— Start of Task inputs —

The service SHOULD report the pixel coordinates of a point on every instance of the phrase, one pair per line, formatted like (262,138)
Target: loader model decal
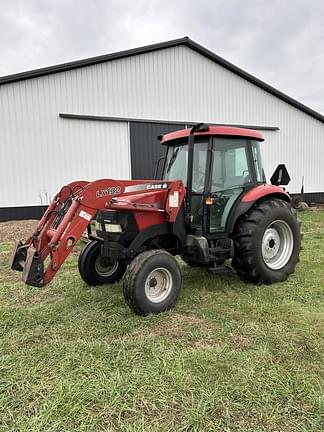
(109,191)
(157,186)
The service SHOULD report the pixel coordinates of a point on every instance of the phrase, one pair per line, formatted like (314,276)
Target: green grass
(230,356)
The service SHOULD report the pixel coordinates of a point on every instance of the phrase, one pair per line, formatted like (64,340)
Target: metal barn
(100,117)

— End of Task inputs —

Directive
Rewrite all of the lines above with "SHOULD" changed to "MUST" wherever it occurs, leaving everything else unchanged. Omit the pictures.

Solved exercise
The service MUST report the pixel coordinates of a point on every instance of the phrase, one pair per line, formatted like (262,138)
Target: loader model decal
(109,191)
(157,186)
The service MUST report the pixel coordinates of a point on every instance of the phrase, one pair per line, formatted like (314,276)
Target: green grass
(230,356)
The service MUST report the pixel coordinates of a point on every instance of the phrase, one pair per line, formatted like (64,340)
Target: metal barn
(100,117)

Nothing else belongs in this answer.